» Kerjakan Ini:
Tentukan apakah pernyataan (a), (b), dan (c) sesuai dengan teks tentang Bung Hatta dan buku, lalu jawab ya atau tidak untuk masing-masing beserta kutipan persis dari teks yang menentukannya. (a) Hatta menempuh studi di Handels Hogeschool di Rotterdam pada 1921–1932. (b) Saat diasingkan ke Digul dan Banda Neira, Hatta meninggalkan koleksi bukunya. (c) Menurut Rosihan Anwar, Hatta membawa lebih dari 17 koper berisi buku ketika dibuang ke Banda Neira.

» Teks Kutipan:
----------

Oleh: Herman Oesman

Dosen Sosiologi FISIP UMMU

_______

“Tanpa membaca, manusia kehilangan arah. Tanpa menulis, manusia kehilangan makna.”
(Mohammad Hatta, 1902-1980)

MOHAMMAD Hatta, biasa dikenal Bung Hatta, proklamator kemerdekaan sekaligus Wakil Presiden pertama Republik Indonesia, tak hanya dikenal sebagai negarawan dan ekonom, tetapi juga dikenal sebagai seorang intelektual yang menjadikan buku sebagai bagian integral dari kehidupannya. “Aku rela dipenjara, asal bersama buku, karena dengan buku aku bebas,” ungkap Hatta, dalam salah satu kutipan terkenalnya.

Pernyataan tersebut, bukan sekadar retorika, melainkan manifestasi dari laku hidupnya sebagai manusia merdeka dalam berpikir.

Minat Bung Hatta terhadap buku dimulai sejak masa mudanya di Bukittinggi. Ia menghabiskan banyak waktu membaca di perpustakaan sekolah, bahkan ketika bersekolah di Europeesche Lagere School (ELS).

Tatkala melanjutkan studi ke Handels Hogeschool di Rotterdam, Belanda (1921–1932), kebiasaan membaca Hatta kian terasah. Dalam otobiografinya, Memoir (1981), Bung Hatta mengisahkan bahwa ia lebih memilih membeli buku ketimbang pakaian baru. Bahkan, selama di pengasingan di Digul dan Banda Neira, ia tetap membawa serta koleksi buku-bukunya.

Menurut Rosihan Anwar dalam Sejarah Kecil “Petite Histoire” Indonesia, Bung Hatta memiliki lebih dari 17 koper berisi buku ketika dibuang ke Banda Neira (Anwar, 2004 : 203). Buku-buku ini menjadi teman setia dalam masa-masa pengasingan, tempat Bung Hatta merenung, menulis, dan menyusun strategi perjuangan bangsa melalui ide dan pengetahuan.

----------

» Segmen Data:
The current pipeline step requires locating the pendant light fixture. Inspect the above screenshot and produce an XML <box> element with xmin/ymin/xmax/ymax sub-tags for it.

----------

» Keluaran yang Diharapkan:
(a) Ya: "Tatkala melanjutkan studi ke Handels Hogeschool di Rotterdam, Belanda (1921–1932)"
(b) Tidak: "selama di pengasingan di Digul dan Banda Neira, ia tetap membawa serta koleksi buku-bukunya."
(c) Ya: "Bung Hatta memiliki lebih dari 17 koper berisi buku ketika dibuang ke Banda Neira"